## [Problem to work on]
State how many lines of the records below contain the string "silver", counting only matches in the same case, and give the number alone.

## [Entries shown]
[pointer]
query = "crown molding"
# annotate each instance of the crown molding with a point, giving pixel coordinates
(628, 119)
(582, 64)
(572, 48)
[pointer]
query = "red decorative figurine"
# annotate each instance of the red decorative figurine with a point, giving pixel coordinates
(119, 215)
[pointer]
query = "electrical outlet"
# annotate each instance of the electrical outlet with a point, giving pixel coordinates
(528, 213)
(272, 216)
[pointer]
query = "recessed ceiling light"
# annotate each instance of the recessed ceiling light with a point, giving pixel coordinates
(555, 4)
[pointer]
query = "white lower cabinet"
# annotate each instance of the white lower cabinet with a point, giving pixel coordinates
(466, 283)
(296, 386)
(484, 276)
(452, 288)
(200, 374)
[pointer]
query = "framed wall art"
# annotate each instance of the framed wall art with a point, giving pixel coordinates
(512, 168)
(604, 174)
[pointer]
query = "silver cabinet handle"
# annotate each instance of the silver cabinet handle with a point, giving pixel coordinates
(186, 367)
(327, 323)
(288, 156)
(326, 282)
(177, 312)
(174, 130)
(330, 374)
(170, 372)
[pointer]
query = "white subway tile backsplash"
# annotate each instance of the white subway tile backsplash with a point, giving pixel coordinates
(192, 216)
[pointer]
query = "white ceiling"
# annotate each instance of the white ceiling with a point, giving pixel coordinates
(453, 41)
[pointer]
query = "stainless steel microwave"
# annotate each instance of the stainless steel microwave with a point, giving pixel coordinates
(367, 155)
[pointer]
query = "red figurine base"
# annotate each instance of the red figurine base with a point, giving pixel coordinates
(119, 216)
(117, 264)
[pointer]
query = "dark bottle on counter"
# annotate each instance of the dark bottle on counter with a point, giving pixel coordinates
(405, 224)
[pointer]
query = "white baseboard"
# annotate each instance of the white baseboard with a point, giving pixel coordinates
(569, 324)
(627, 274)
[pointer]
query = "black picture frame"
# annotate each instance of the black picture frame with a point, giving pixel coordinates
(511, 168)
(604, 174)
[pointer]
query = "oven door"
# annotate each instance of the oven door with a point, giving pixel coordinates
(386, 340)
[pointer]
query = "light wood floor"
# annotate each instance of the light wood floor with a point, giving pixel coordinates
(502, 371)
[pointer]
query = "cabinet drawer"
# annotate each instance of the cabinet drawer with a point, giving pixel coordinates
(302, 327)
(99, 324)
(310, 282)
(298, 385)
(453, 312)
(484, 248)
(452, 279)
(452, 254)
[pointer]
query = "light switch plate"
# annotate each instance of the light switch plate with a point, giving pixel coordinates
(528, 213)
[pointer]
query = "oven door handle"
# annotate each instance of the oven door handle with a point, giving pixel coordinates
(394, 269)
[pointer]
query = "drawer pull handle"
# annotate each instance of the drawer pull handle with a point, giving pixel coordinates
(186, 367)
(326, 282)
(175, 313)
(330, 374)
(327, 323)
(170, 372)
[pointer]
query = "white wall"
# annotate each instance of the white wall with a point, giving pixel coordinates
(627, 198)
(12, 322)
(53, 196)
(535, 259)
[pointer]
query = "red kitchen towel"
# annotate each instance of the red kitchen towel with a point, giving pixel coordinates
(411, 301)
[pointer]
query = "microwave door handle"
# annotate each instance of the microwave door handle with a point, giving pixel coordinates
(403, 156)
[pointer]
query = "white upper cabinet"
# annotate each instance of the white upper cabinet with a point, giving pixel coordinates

## [Finished exercise]
2